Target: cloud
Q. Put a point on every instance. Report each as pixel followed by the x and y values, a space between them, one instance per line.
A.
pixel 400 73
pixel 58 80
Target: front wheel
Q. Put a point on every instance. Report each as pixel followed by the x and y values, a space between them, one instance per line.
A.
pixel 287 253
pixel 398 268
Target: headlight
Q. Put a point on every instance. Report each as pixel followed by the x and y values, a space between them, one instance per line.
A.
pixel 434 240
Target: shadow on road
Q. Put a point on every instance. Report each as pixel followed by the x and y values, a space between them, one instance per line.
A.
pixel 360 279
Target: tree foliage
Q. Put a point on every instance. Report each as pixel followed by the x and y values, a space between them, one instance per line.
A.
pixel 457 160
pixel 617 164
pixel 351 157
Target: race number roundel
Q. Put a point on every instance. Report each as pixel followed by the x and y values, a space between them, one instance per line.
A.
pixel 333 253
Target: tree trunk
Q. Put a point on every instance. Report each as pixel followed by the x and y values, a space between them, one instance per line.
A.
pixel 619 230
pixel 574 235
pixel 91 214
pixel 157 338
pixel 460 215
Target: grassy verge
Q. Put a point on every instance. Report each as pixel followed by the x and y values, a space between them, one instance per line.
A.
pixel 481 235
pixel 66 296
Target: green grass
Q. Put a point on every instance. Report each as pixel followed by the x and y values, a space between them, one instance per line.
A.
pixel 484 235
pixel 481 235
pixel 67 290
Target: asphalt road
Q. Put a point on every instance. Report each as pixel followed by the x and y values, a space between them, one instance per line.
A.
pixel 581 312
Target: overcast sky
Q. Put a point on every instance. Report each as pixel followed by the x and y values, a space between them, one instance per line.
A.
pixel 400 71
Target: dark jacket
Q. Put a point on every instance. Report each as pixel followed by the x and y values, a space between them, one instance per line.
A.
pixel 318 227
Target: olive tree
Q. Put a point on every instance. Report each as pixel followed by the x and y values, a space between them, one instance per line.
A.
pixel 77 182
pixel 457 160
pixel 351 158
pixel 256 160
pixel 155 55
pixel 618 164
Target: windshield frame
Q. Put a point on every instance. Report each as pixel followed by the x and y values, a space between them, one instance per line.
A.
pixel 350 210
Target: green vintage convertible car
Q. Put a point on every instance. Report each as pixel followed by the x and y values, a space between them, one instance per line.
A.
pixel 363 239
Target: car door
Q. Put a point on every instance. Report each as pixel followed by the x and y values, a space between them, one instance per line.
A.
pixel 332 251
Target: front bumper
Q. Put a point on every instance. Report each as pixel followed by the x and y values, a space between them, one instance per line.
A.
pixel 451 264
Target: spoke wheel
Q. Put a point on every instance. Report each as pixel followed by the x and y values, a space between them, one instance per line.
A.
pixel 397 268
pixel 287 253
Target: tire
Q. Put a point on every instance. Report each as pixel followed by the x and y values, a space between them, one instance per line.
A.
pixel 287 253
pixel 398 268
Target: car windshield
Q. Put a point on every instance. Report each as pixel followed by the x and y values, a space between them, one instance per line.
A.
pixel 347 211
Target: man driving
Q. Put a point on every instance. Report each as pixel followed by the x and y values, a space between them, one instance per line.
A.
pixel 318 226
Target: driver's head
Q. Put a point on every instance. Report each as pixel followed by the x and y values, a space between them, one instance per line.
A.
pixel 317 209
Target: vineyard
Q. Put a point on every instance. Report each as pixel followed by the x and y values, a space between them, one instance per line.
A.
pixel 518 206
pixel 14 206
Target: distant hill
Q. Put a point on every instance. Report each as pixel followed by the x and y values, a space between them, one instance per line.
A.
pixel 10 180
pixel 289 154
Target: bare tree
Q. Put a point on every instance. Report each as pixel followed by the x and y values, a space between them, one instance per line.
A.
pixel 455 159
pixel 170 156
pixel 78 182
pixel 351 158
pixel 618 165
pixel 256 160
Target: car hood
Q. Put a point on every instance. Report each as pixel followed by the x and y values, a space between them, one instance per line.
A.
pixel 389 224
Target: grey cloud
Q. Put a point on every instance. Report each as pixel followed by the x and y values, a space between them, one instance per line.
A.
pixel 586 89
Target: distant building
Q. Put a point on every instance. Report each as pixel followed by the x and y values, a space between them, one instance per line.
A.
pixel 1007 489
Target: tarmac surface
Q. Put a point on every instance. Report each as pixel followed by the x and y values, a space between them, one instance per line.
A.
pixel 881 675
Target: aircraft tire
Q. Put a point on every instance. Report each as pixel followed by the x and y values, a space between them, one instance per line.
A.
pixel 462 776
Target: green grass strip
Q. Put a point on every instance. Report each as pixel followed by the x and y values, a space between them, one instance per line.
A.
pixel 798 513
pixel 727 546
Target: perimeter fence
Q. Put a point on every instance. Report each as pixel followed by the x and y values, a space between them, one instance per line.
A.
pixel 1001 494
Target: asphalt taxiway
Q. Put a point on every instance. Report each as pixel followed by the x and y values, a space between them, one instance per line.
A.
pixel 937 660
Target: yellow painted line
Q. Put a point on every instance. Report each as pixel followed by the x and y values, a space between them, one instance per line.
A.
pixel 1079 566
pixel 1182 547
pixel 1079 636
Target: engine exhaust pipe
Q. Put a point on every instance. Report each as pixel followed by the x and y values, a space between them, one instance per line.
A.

** YOUR OBJECTIVE **
Output all of the records above exactly as they appear.

** PROBLEM SOLUTION **
Target: cloud
Q. Put a point on every instance. Report each as pixel followed by the x and y values, a space between them, one instance per line.
A.
pixel 400 73
pixel 58 80
Target: front wheel
Q. Put a point on every instance. Report each as pixel followed by the x and y values, a space between them, one instance per line.
A.
pixel 287 253
pixel 398 268
Target: headlight
Q. Put a point on every instance. Report each as pixel followed by the x and y values, a space between them, one instance per line.
A.
pixel 434 240
Target: shadow on road
Q. Put a point on every instance. Report each as pixel followed by the x and y values, a space between them, one instance per line.
A.
pixel 360 279
Target: tree foliage
Q. Put a point on every instance. Report each as pixel followed by the x and y values, a space between them, one instance per line.
A.
pixel 457 160
pixel 617 164
pixel 351 157
Target: race number roundel
Q. Put a point on every instance. Report each as pixel followed by the x and y values, a space between them, one instance per line.
A.
pixel 333 253
Target: tree trunk
Q. Put a point on every instance. Report each as pixel followed by the x and y values, a space between them, one instance per line.
A.
pixel 619 230
pixel 574 235
pixel 91 214
pixel 157 338
pixel 460 215
Target: grassy verge
Q. Put a point on every instance. Report each as pixel followed by the x and y values, a space between them, one instance per line.
A.
pixel 481 235
pixel 66 296
Target: green grass
Q. Put a point on every instance. Report each as pixel followed by the x and y values, a space between them, one instance per line.
A.
pixel 484 235
pixel 481 235
pixel 67 290
Target: asphalt road
Q. Put a point on every instance. Report each as pixel followed by the x and y values, a space between them, one instance per line.
A.
pixel 581 312
Target: overcast sky
Q. Put a point on every instance. Report each as pixel followed by the x and y values, a space between them, one instance per line.
A.
pixel 400 71
Target: dark jacket
Q. Put a point on every instance. Report each as pixel followed by the x and y values, a space between them, one instance per line.
A.
pixel 318 227
Target: olive tree
Q. Put a point on every instance. Report each as pixel followed by the x and y values, a space between them, one instance per line.
A.
pixel 77 182
pixel 457 160
pixel 351 158
pixel 256 160
pixel 155 55
pixel 618 164
Target: windshield frame
Q. Put a point on every instance. Report each as pixel followed by the x and y values, a space between them, one instance per line.
A.
pixel 350 210
Target: green vintage convertible car
Q. Put a point on every instance. Report each as pixel followed by the x and y values, a space between them, one instance per line.
A.
pixel 363 239
Target: car door
Q. Put a point on every instance. Report each as pixel followed by the x and y values, a space between them, one instance per line.
A.
pixel 332 251
Target: front bumper
Q. Put a point on every instance. Report each as pixel followed by the x and y values, a space between them, one instance per line.
A.
pixel 451 264
Target: spoke wheel
Q. Put a point on every instance. Report each as pixel followed by the x and y values, a space between them, one instance per line.
A.
pixel 397 268
pixel 287 253
Target: tire
Q. Put a point on every instance. Report each as pixel followed by the x and y values, a space between them, one instance per line.
A.
pixel 287 253
pixel 398 268
Target: car windshield
Q. Put a point on every instance. Report each as pixel followed by the x and y values, a space between them, one instance per line.
A.
pixel 347 211
Target: man driving
Q. Put a point on every instance. Report each as pixel followed by the x and y values, a space between them, one instance per line.
A.
pixel 318 226
Target: driver's head
Q. Put a point on every instance. Report each as pixel followed by the x and y values, a space between them, one instance per line.
A.
pixel 317 209
Target: vineyard
Q. Put a point on every instance. Report each as pixel followed by the x and y values, a space between them, one instance per line.
A.
pixel 518 206
pixel 14 206
Target: distant hill
Q. Put a point on every instance. Report each as pixel followed by the x and y values, a space between them, one instance per line.
A.
pixel 10 180
pixel 289 154
Target: bare tree
Q. Put a point on every instance. Report each as pixel followed by the x and y values, a space between them, one instance per line.
A.
pixel 455 159
pixel 170 156
pixel 78 182
pixel 351 158
pixel 618 165
pixel 256 160
Target: car hood
Q. Put a point on every instance. Report each as pixel followed by the x and y values, a space between them, one instance per line.
A.
pixel 389 224
Target: grey cloud
Q. Put a point on every instance. Report each as pixel followed by the x and y values, a space between them, one instance per line.
A.
pixel 586 89
Target: distant building
Q. Put a point on every instance. Report each as pixel followed by the x and y values, a space between them, one instance per line.
A.
pixel 1007 489
Target: tarmac surface
Q. Put a point on every instance. Report each as pixel followed by the x and y values, a space between them, one instance per line.
A.
pixel 881 675
Target: aircraft tire
Q. Put a point on every instance. Report each as pixel followed by the x and y values, a space between them, one instance per line.
A.
pixel 462 776
Target: green grass strip
Q. Put a point on every instance. Report each as pixel followed by the x and y values, a space between them, one instance per line.
A.
pixel 798 513
pixel 727 546
Target: perimeter fence
Q. Put a point on every instance. Report each as pixel followed by the x and y values, a space between them, one instance per line.
A.
pixel 1001 494
Target: asphalt taxiway
Q. Put a point on every instance. Report each as pixel followed by the x and y values, a space between them, one instance per line.
A.
pixel 937 660
Target: yellow painted line
Q. Put a point on every instance. Report each as pixel followed by the x and y values, a space between them, one instance per line.
A.
pixel 1079 566
pixel 1182 547
pixel 1079 636
Target: engine exhaust pipe
Q. Put a point on every instance. Report each as pixel followed by the x and y values, a space between them, one instance per line.
A.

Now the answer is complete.